**Parts of the exercise:**
1. In the sermon, what was the first church the preacher served built from?
2. Reproduce the entries without changes, from their first line up to and including the line containing "top-left (552, 11), bottom-right (563, 25)".

Monday, December 21, 2009

Mary's God

The Rev. Linda Campbell
Advent IV, Year C, 2009


Have you noticed the children before church, after church, come into the side chapel and light a candle? Maybe you have lit a candle and offered up your concerns and loved ones to God. For those of you fortunate to have been raised with a theology of the Mother of God – perhaps you sneak in a prayer said through the intercessions of His Mother, Mary.

Mary’s God is a comforting God, one who is available to us as Parent and Savior, Mother to all the peoples and creatures of the world. Mary’s God’s embraces without measure and without condition. Mary’s God drips with milk that nurtures us and helps us to grow healthy and strong in faith. This God longs for us to suckle and cuddle and lay our heads down, in rest and utter contentment. And at some level, don’t we all long to do just that? To truly become a child of God.

I know that when I get knotted up with worries and fears and what if’s and if only’s and how come’s, the knots melt away when I light a candle, say a prayer, and crawl up into God’s wide, warm lap. And after awhile, I’m ready to be a grown up again – a grown up that doesn’t take myself or anyone else too seriously. A grown up that knows it is good to also be a child of Mary’s God.

The church I first served was a historic building, built from redwood in the late 1800’s, with a magnificent pipe organ, and a deep sanctuary for the choir and the altar. Among the artwork was a beautiful painting of Mary and Jesus – hidden away in one of the small alcoves. Those of us who served at the altar would talk about how beautiful it was, and we wondered where that lovely painting might go so that it would be more accessible to everyone. But in the end, we decided that the painting should stay where it is – because another truth of Mary’s gospel is that God is often hidden, and found in unexpected, small, out of the way places. Found in places where no one thinks to look and in places that are not available to everyone. Places in our lives perhaps of disappointment and sorrow. Places of tragedy and even curse. Places where we come face to face with what a mess we are, private places where we cannot bear a great deal of public scrutiny. Places of fragile new beginnings. Places of hopes and dreams that are not yet ready for the harsh sunlight of details and facts and figures and rational logic.

Mary’s God is wide and warm and completely available and also hidden and small and unexpectedly last and least. We meet this wide, warm God in Bethlehem, a small out of the way place of complete ordinariness.

The truth is that our advent journey towards the manger of Bethlehem;
towards the infant born under the cold night air;
towards the peasant woman giving birth to her first born child, far from home;
our journey towards the unspeakable mystery of Christmas,
is a journey towards those places where the
great, vast richness of the Creator,
enters into the cramped small places of our lives, of our world -
without reservation, without hesitation,
without hanging on to a scrap of dignity.

**Records for this task:**
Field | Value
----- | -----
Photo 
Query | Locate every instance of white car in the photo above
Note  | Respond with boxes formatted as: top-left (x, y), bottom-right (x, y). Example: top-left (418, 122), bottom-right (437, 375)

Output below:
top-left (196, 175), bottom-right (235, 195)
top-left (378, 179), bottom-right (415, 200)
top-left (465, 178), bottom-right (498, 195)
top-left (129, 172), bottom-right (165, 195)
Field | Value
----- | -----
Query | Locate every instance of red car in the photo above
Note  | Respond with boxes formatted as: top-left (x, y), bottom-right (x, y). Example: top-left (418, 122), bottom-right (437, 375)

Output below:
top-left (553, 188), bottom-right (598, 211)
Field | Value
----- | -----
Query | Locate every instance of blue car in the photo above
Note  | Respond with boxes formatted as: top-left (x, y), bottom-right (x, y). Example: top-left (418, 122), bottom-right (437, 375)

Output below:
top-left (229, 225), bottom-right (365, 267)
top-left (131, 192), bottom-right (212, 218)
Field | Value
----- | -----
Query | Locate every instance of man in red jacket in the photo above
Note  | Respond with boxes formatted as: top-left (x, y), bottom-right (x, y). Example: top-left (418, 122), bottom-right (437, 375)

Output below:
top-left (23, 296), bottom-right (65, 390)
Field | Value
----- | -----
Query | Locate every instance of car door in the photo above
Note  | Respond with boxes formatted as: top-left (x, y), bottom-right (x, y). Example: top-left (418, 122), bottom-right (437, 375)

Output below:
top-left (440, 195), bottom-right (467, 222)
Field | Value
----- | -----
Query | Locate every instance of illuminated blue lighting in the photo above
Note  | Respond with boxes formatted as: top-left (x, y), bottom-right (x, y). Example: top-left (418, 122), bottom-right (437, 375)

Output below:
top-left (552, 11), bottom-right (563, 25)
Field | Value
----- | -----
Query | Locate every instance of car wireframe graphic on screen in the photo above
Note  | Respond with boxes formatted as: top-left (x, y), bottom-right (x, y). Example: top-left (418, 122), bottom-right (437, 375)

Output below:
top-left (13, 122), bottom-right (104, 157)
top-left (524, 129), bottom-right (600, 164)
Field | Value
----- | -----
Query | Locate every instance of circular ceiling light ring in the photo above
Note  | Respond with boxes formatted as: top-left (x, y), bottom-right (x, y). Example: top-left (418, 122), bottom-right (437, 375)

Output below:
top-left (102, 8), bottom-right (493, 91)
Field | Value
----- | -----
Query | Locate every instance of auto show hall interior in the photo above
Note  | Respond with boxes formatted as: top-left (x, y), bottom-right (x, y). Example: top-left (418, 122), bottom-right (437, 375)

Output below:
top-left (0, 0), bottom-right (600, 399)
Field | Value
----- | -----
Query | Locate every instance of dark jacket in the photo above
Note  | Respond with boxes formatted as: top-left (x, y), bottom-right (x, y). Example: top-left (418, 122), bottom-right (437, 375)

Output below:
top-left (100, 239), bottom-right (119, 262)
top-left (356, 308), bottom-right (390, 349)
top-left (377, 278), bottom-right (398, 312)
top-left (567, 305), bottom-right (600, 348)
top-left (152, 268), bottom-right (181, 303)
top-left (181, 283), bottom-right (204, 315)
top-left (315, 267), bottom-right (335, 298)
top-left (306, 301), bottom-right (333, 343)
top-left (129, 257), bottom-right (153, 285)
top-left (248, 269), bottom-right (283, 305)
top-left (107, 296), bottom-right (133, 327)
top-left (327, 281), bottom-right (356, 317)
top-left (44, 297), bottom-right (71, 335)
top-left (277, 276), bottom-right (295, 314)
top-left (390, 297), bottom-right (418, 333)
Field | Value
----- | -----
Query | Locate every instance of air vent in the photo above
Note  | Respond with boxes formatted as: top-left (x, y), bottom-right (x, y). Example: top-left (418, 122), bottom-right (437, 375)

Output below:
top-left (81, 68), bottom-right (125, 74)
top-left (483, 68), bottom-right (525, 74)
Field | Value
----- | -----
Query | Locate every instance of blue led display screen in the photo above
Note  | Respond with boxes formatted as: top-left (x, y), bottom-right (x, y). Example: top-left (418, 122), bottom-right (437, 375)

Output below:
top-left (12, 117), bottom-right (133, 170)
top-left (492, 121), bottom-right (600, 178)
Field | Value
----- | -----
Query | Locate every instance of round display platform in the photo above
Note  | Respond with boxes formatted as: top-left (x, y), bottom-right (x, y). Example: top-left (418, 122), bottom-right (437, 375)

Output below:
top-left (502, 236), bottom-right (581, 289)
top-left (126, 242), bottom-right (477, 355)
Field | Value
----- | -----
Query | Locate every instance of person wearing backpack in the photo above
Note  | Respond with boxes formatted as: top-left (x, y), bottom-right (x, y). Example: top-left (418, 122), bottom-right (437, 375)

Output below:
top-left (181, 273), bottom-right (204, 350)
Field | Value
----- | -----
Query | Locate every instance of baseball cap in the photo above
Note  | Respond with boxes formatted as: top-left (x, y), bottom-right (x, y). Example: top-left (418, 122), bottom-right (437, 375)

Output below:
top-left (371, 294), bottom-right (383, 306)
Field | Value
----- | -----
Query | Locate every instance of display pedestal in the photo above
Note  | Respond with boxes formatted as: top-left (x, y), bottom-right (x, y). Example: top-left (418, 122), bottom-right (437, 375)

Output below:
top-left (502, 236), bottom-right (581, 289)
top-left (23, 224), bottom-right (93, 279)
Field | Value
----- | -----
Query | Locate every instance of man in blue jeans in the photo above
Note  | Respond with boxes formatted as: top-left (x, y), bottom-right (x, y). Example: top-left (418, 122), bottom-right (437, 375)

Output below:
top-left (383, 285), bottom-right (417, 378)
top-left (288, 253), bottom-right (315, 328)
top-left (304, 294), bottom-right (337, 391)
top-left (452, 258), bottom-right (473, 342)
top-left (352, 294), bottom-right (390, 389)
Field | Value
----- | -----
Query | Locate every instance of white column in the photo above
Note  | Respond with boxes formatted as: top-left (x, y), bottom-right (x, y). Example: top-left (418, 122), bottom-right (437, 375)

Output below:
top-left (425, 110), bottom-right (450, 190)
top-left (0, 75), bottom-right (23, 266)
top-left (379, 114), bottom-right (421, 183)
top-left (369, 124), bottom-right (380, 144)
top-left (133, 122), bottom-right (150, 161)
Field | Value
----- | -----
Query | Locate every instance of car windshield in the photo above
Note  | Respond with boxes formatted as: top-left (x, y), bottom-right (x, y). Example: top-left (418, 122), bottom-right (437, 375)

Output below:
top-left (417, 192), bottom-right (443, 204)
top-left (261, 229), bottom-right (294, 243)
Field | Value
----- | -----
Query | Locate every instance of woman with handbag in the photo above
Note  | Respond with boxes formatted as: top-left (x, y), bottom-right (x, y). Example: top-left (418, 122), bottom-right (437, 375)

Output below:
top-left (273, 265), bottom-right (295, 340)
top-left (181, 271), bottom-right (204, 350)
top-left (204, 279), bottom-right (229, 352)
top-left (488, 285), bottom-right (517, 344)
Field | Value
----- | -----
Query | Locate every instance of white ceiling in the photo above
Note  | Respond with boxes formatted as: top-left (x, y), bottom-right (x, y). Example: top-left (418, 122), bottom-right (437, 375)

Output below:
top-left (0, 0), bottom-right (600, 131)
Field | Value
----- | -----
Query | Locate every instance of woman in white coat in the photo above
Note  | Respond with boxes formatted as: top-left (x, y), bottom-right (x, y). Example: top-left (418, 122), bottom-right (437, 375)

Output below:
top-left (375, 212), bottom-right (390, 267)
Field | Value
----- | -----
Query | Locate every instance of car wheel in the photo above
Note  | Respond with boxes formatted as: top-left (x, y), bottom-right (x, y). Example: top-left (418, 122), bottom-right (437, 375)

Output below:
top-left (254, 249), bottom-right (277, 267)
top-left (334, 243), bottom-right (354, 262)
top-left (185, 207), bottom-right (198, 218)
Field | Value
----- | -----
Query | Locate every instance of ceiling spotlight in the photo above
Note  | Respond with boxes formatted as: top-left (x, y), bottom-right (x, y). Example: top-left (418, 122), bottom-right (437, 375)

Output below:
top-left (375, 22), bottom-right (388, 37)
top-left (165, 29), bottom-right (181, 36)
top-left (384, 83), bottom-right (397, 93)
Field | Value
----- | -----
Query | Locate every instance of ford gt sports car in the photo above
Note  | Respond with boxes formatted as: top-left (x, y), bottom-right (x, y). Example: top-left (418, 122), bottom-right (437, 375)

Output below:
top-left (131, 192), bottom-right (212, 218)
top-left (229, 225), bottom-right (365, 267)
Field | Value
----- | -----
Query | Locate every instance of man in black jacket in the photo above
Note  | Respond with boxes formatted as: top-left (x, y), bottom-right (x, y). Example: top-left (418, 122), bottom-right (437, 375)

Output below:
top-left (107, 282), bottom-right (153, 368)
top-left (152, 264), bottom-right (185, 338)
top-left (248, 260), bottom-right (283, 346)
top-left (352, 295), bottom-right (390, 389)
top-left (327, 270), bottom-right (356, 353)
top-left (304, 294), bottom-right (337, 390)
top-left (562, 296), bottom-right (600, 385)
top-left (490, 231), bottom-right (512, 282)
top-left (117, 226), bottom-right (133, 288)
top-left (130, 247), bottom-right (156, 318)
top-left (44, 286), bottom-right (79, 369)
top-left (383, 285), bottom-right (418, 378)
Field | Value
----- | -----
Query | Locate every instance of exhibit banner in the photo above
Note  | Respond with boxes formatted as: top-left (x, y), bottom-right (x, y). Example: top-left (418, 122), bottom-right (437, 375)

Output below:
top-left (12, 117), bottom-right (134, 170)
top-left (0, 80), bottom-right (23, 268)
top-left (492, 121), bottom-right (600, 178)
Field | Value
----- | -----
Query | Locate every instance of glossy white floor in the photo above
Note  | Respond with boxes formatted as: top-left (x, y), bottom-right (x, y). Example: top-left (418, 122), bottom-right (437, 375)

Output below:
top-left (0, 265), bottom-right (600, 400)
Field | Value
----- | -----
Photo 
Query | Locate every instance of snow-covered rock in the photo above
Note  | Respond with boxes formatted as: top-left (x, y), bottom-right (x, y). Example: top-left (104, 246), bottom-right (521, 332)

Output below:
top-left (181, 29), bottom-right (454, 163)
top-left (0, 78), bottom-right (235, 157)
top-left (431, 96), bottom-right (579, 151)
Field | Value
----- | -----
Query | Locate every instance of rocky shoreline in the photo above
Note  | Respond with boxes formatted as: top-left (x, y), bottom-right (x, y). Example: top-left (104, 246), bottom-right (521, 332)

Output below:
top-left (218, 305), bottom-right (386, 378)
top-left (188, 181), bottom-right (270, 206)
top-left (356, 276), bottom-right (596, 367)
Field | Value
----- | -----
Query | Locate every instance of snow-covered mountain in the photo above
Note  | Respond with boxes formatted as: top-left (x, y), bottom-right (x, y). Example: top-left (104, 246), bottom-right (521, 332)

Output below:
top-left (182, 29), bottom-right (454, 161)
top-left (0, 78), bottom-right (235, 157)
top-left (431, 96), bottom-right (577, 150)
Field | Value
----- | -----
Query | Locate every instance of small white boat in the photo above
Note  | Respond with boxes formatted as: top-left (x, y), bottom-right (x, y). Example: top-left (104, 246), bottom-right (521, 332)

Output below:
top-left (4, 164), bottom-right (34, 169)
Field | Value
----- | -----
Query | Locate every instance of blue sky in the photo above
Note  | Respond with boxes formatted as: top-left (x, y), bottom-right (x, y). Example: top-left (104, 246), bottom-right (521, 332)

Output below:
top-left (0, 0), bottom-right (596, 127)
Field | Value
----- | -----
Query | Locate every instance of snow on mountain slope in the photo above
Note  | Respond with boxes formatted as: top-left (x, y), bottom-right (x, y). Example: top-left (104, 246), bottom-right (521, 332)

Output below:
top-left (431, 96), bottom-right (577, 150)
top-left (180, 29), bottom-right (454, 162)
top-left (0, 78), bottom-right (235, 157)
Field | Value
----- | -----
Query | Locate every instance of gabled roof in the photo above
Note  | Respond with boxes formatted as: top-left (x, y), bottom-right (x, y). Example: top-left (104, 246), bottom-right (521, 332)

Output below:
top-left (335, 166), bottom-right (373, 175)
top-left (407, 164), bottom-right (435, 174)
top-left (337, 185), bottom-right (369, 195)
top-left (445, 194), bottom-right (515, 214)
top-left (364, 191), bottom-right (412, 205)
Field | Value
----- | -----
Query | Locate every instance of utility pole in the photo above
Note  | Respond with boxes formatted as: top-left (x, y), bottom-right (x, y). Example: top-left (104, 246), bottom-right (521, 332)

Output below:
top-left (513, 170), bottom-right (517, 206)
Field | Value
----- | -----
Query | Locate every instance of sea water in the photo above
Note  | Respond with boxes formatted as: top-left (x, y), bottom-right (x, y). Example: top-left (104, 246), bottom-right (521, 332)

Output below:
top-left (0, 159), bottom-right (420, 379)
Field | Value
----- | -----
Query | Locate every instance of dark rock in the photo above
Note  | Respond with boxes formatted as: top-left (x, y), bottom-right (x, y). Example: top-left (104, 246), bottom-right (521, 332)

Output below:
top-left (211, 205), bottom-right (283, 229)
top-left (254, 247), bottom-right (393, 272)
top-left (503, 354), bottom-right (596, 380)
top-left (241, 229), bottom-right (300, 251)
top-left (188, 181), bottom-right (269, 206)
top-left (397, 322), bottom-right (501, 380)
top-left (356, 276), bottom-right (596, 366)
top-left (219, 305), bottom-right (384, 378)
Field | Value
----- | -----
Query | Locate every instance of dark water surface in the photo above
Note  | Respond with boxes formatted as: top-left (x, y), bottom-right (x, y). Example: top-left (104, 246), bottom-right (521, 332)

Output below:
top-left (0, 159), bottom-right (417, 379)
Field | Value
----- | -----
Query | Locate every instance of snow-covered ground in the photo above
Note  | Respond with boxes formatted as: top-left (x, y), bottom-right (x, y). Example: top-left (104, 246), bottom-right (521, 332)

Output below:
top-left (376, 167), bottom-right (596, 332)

**List of solutions:**
1. It was built from redwood in the late 1800s.

2.
Field | Value
----- | -----
Photo 
Query | Locate every instance of white car in the photo above
Note  | Respond with boxes formatted as: top-left (x, y), bottom-right (x, y). Example: top-left (418, 122), bottom-right (437, 375)

Output below:
top-left (196, 175), bottom-right (235, 195)
top-left (378, 179), bottom-right (415, 200)
top-left (465, 178), bottom-right (498, 195)
top-left (129, 172), bottom-right (165, 195)
Field | Value
----- | -----
Query | Locate every instance of red car in the photo above
Note  | Respond with boxes formatted as: top-left (x, y), bottom-right (x, y). Example: top-left (418, 122), bottom-right (437, 375)

Output below:
top-left (553, 188), bottom-right (598, 211)
Field | Value
----- | -----
Query | Locate every instance of blue car in the photo above
Note  | Respond with boxes formatted as: top-left (x, y), bottom-right (x, y). Example: top-left (418, 122), bottom-right (437, 375)

Output below:
top-left (229, 225), bottom-right (365, 267)
top-left (131, 192), bottom-right (212, 218)
Field | Value
----- | -----
Query | Locate every instance of man in red jacket in the photo above
Note  | Respond with boxes formatted as: top-left (x, y), bottom-right (x, y). Example: top-left (418, 122), bottom-right (437, 375)

Output below:
top-left (23, 296), bottom-right (65, 390)
Field | Value
----- | -----
Query | Locate every instance of car door in the photo above
Note  | Respond with boxes formatted as: top-left (x, y), bottom-right (x, y). Example: top-left (418, 122), bottom-right (437, 375)

Output below:
top-left (440, 195), bottom-right (467, 222)
Field | Value
----- | -----
Query | Locate every instance of illuminated blue lighting in the photo above
Note  | Respond with boxes formatted as: top-left (x, y), bottom-right (x, y). Example: top-left (418, 122), bottom-right (437, 375)

Output below:
top-left (552, 11), bottom-right (563, 25)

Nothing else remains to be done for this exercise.